-- Provided data --
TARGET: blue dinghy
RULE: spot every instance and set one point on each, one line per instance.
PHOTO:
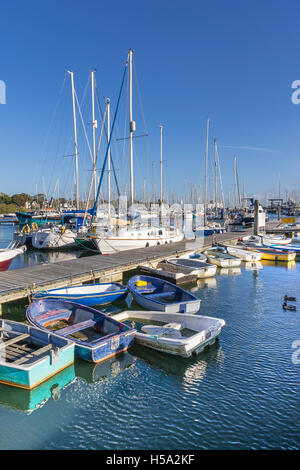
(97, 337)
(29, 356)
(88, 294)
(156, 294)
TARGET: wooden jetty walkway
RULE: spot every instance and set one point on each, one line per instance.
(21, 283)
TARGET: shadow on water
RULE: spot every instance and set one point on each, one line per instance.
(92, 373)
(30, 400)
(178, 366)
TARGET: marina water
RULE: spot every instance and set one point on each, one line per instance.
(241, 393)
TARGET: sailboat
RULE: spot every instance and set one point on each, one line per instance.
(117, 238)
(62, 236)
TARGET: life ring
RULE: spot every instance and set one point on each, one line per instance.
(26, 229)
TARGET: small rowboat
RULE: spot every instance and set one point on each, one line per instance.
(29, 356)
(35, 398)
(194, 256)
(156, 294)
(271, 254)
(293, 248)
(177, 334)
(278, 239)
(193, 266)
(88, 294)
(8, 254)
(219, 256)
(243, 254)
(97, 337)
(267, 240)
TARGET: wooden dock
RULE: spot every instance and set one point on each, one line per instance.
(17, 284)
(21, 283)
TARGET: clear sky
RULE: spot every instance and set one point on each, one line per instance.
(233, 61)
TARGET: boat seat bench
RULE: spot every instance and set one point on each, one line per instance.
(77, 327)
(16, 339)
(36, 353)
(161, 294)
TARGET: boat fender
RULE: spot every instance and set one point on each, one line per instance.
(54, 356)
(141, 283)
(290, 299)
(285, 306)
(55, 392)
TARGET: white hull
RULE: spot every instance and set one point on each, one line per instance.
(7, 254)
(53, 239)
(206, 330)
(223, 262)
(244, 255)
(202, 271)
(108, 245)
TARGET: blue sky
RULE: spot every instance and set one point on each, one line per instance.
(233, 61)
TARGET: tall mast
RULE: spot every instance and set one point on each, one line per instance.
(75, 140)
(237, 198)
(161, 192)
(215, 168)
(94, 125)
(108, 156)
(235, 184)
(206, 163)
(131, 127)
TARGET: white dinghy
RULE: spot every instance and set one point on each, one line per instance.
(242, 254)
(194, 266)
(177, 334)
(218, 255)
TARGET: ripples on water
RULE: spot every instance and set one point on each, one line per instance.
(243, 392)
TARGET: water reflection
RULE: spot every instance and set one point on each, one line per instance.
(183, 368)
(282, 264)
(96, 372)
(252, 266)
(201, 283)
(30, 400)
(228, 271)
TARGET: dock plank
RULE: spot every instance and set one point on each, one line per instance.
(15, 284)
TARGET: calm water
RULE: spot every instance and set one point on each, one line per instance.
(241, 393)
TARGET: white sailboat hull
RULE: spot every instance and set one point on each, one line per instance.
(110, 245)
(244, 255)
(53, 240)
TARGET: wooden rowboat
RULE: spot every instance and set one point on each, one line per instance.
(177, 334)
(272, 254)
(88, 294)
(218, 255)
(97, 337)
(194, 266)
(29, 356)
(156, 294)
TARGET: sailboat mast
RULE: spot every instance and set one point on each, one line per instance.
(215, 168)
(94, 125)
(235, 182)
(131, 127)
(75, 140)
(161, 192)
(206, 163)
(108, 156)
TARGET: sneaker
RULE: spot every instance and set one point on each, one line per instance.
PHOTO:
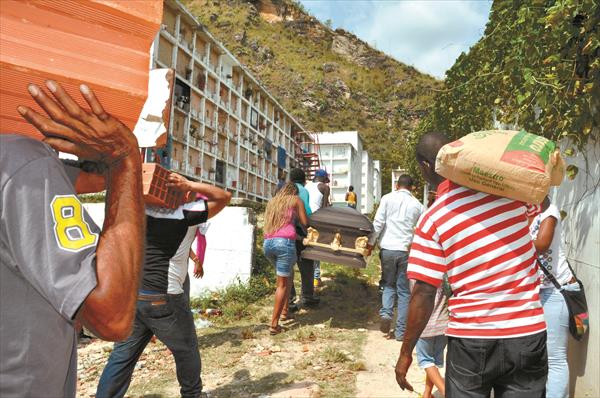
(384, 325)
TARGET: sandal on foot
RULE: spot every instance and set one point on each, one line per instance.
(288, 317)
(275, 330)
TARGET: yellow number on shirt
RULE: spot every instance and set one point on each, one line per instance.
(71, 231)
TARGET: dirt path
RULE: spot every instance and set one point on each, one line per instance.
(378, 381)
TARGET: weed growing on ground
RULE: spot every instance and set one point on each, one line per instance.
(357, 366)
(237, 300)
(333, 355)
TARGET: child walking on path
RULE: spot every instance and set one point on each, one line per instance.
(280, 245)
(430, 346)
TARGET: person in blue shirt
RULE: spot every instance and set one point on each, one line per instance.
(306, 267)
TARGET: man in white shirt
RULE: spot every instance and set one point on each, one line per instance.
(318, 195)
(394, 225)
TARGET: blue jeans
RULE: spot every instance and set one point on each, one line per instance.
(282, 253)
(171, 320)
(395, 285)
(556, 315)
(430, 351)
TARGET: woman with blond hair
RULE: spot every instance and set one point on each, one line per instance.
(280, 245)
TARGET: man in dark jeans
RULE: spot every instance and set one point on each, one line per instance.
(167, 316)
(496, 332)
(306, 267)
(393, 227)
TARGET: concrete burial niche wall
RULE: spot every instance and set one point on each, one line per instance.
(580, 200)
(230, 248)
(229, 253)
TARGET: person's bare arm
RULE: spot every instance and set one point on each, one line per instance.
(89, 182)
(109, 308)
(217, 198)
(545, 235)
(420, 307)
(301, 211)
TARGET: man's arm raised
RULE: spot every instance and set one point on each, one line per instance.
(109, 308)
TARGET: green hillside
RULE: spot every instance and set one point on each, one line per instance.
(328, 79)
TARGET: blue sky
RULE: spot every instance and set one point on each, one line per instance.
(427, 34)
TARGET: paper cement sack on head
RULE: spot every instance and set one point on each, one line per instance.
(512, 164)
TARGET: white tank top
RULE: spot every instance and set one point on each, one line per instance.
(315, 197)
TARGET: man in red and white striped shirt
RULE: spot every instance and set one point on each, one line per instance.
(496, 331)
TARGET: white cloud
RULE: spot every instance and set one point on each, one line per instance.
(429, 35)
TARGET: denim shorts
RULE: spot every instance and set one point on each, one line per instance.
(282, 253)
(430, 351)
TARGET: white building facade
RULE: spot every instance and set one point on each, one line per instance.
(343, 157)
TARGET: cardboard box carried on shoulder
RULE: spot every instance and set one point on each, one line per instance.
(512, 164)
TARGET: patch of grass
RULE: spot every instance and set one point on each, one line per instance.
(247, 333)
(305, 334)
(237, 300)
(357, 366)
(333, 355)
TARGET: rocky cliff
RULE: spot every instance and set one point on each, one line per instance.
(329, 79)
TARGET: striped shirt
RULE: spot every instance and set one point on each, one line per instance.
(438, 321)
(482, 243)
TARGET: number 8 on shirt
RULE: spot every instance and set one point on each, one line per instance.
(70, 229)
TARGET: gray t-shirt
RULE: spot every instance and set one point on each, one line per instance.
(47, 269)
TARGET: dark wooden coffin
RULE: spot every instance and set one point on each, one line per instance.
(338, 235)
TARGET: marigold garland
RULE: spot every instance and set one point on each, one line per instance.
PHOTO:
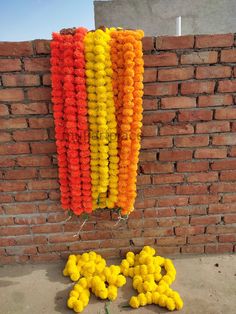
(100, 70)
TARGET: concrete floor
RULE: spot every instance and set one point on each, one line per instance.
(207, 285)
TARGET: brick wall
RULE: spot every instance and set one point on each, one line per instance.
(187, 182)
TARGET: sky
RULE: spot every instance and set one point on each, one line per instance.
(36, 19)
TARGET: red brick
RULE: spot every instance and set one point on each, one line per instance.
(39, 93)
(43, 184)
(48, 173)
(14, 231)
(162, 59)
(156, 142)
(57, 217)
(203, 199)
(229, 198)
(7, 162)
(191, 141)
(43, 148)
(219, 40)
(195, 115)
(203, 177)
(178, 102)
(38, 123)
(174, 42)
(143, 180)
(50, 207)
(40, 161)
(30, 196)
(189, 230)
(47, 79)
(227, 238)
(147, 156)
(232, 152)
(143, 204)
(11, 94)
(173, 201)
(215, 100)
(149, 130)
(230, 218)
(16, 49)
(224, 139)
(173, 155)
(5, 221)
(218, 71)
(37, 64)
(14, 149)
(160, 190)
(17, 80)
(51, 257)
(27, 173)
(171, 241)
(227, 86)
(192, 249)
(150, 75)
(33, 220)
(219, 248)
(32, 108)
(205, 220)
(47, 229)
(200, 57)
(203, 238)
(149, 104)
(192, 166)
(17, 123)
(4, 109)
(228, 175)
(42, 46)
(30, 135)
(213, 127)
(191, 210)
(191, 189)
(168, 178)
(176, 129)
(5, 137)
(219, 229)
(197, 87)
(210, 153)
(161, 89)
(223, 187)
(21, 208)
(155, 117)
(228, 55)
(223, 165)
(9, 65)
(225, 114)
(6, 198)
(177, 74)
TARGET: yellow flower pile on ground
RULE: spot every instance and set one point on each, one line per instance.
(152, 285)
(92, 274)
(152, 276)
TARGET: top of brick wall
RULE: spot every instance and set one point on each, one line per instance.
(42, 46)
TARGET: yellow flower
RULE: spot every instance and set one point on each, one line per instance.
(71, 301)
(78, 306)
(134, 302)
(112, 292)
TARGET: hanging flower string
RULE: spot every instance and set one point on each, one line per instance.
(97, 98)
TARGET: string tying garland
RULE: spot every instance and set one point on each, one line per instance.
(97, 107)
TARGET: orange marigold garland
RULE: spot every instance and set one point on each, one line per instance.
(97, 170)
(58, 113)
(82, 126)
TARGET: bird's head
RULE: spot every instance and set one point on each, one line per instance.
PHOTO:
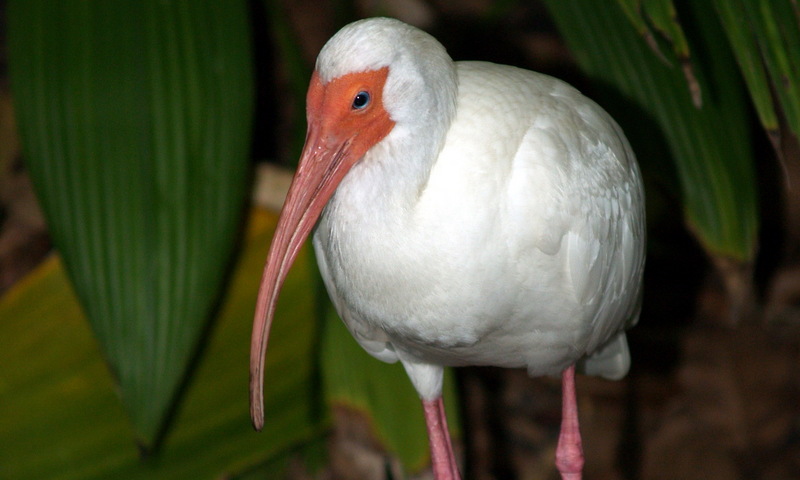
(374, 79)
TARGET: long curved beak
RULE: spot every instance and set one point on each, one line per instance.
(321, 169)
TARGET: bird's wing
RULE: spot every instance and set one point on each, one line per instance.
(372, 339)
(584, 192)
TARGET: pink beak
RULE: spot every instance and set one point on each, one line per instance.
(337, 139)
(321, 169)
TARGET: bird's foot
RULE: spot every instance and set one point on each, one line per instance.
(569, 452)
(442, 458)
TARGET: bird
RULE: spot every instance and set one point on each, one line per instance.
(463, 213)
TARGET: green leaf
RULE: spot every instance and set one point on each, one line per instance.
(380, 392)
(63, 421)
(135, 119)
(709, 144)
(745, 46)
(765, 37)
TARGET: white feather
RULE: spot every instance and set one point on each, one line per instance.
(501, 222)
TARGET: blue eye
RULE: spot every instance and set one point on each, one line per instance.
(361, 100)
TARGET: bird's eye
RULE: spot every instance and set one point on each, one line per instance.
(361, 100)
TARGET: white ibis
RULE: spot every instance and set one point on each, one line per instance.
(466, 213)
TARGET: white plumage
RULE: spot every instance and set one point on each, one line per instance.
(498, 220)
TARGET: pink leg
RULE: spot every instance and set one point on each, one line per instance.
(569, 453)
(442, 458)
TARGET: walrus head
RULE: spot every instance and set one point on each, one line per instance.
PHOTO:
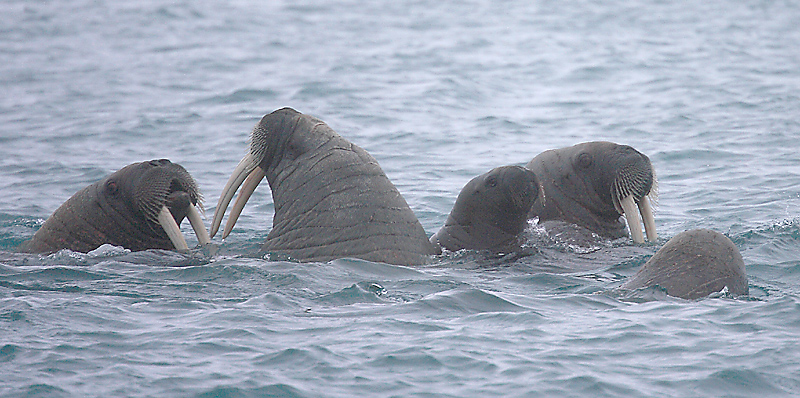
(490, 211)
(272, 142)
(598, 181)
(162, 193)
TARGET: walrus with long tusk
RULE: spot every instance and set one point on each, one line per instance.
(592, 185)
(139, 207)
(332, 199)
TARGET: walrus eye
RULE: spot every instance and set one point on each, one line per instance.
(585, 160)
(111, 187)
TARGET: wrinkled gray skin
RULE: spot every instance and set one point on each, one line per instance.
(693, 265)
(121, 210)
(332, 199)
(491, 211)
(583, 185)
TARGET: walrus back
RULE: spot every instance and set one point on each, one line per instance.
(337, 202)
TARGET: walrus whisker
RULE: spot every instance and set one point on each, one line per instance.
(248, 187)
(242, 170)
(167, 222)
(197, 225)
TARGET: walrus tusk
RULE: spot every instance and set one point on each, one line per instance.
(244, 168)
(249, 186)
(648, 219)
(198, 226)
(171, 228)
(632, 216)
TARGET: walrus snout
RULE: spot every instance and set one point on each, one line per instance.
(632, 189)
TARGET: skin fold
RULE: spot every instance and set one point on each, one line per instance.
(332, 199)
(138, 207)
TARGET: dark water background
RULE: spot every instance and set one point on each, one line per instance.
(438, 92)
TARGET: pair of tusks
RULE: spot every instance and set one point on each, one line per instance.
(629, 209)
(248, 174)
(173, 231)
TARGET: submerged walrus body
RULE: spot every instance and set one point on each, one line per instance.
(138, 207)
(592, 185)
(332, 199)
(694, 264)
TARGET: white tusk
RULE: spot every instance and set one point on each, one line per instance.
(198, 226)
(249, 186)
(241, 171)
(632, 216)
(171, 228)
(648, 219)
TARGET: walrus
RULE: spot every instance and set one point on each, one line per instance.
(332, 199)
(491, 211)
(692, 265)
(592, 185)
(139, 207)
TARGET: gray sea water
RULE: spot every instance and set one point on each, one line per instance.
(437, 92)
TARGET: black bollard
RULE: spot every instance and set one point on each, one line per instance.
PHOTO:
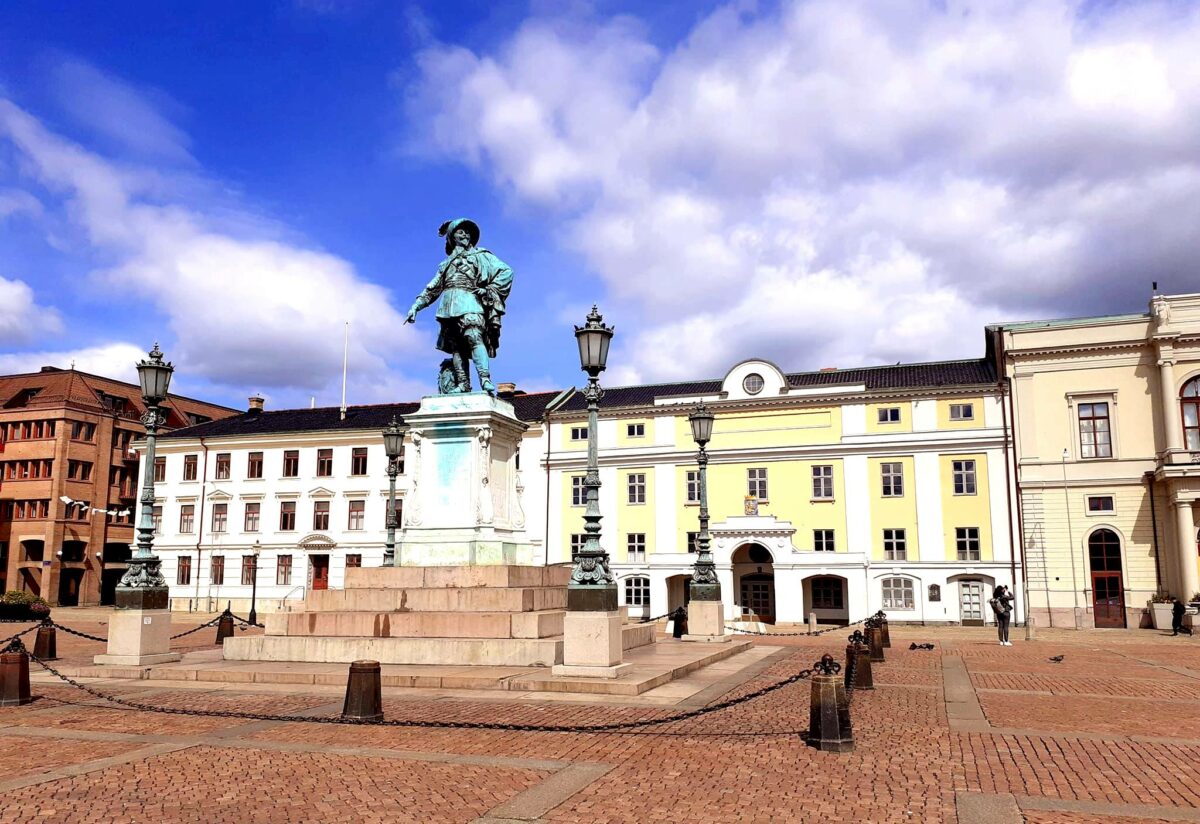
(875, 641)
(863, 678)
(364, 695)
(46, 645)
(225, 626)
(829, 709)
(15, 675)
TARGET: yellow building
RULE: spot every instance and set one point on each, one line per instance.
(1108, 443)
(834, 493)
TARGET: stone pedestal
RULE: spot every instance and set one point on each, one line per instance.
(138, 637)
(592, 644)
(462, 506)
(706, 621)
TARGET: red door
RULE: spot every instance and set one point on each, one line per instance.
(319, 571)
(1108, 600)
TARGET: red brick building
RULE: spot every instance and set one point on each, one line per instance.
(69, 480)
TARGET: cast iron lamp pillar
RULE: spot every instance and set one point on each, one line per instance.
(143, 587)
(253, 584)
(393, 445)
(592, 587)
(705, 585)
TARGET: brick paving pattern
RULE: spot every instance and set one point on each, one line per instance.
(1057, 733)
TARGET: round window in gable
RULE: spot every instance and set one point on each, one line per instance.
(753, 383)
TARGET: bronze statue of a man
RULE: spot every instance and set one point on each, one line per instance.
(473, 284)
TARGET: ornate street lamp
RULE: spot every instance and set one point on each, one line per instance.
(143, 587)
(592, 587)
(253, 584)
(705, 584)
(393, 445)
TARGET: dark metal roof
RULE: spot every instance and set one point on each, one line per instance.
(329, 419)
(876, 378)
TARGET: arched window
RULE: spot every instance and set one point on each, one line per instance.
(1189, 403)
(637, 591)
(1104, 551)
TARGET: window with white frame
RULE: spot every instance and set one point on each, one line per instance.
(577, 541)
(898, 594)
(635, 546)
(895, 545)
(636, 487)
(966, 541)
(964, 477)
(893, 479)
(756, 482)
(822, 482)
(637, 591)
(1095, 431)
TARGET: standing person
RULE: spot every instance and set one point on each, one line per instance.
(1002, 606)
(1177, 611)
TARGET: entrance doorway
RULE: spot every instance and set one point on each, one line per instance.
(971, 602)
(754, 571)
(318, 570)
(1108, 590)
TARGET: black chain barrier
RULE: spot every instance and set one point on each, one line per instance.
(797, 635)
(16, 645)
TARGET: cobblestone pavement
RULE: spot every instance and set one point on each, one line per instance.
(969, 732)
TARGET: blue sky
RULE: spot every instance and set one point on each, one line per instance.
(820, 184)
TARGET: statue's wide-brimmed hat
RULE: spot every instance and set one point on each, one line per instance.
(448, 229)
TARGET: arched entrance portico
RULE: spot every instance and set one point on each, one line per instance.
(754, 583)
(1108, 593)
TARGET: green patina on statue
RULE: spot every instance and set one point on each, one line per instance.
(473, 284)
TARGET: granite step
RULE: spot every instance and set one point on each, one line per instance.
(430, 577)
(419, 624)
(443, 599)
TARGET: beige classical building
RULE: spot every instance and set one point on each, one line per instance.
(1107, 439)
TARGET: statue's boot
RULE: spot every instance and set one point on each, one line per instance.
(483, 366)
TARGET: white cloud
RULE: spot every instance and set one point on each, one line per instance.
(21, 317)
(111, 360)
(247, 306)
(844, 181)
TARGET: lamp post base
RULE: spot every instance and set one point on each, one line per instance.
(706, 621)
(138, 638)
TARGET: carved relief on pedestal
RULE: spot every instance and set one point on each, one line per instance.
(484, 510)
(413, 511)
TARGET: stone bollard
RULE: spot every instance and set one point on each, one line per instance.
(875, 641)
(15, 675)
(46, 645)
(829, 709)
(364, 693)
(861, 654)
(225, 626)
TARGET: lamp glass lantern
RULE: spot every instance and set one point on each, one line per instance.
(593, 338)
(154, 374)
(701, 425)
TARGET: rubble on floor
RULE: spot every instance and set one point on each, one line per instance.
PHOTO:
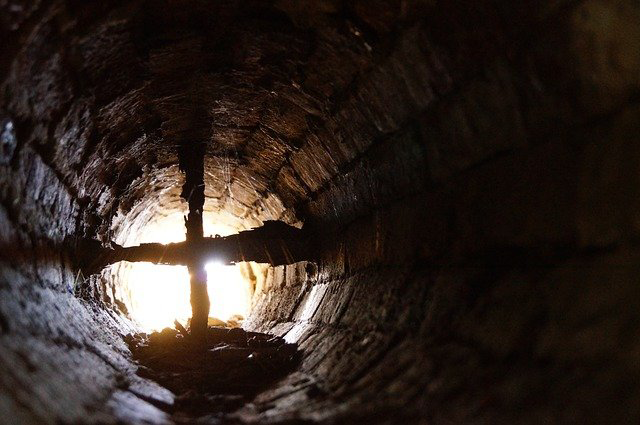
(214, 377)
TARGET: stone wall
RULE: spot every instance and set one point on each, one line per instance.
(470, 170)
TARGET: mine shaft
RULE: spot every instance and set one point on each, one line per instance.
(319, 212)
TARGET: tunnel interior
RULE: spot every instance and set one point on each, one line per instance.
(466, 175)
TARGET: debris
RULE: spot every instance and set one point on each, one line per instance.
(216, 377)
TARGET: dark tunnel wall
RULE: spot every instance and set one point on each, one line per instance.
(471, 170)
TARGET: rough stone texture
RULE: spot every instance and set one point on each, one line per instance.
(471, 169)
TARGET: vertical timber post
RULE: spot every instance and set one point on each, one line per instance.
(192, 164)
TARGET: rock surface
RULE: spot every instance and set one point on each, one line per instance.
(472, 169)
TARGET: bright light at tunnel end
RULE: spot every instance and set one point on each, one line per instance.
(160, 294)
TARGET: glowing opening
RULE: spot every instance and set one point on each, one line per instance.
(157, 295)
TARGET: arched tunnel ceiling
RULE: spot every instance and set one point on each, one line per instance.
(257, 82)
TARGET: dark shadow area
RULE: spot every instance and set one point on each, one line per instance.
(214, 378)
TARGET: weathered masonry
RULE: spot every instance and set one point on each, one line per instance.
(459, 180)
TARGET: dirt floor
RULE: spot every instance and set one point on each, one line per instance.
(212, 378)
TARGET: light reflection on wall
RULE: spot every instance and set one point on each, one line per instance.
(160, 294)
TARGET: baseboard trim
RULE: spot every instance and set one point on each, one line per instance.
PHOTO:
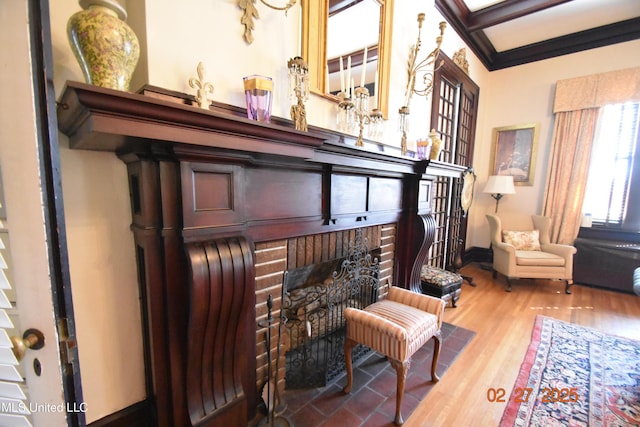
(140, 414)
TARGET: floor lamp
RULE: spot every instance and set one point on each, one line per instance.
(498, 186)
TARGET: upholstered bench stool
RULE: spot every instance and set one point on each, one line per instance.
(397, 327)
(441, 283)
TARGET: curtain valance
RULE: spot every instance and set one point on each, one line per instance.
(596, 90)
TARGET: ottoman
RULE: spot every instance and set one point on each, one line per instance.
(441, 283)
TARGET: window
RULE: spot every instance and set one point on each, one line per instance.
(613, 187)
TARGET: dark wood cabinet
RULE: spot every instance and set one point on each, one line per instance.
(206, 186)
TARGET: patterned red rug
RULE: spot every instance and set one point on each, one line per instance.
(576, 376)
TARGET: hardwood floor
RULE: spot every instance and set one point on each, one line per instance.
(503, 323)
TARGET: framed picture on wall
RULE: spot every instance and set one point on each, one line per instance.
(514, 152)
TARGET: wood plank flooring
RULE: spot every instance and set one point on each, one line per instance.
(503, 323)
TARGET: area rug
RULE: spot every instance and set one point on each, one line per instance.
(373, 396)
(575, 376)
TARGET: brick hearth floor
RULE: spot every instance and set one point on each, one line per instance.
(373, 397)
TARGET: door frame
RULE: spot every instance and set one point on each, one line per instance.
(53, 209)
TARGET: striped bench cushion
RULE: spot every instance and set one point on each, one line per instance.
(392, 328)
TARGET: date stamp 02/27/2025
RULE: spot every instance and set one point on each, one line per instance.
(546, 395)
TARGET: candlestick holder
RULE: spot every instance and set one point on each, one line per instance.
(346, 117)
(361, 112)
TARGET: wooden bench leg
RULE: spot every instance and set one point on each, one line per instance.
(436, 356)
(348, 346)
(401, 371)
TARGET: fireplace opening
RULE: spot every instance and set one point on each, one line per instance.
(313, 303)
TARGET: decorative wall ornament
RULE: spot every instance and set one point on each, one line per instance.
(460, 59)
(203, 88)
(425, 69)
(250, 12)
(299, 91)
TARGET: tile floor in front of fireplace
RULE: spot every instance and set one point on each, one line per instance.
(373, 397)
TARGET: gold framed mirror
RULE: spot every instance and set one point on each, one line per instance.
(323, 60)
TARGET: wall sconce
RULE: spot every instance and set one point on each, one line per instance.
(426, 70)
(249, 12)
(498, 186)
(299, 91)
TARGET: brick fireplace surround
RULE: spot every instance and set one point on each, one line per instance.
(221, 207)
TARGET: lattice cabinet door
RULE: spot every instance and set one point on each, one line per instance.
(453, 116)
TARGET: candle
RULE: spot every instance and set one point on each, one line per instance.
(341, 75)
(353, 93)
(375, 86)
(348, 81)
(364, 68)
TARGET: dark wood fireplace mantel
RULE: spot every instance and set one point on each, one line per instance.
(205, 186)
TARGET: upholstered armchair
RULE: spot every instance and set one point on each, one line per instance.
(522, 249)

-- What is required --
Once you find the line with "TARGET: pink beak" in the entries above, output it and each line after it up to and including the line with "TARGET: blue eye", and nothing else.

-- Output for this task --
TARGET: pink beak
RULE: spot every instance and set one point on each, one line per instance.
(337, 139)
(321, 169)
TARGET: bird's foot
RULE: spot every instance and set one point on each, one line per instance.
(569, 452)
(442, 458)
TARGET: bird
RULE: spot every instance and set one point on each, one line per instance.
(463, 213)
TARGET: green leaf
RULE: spot every instance and set one point on each, one line per instance.
(380, 392)
(63, 421)
(135, 119)
(709, 144)
(745, 46)
(765, 37)
TARGET: white feather
RULE: spot every instance and set one point on each, one line per instance.
(501, 222)
TARGET: blue eye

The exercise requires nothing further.